#### [TASK INSTRUCTIONS]
Copy out every line of the records below that contains the word "objects". Case counts.

## Begin DATASET RECORDS

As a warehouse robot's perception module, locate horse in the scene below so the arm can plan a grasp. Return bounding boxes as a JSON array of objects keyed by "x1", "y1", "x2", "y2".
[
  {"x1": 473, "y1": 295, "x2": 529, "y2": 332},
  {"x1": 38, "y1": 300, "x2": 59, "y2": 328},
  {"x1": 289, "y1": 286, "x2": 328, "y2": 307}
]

## End DATASET RECORDS

#### [FULL SOLUTION]
As a warehouse robot's perception module, locate horse in the scene below so the arm can plan a grasp. Return bounding boxes as a JSON array of objects keyed by "x1", "y1", "x2", "y2".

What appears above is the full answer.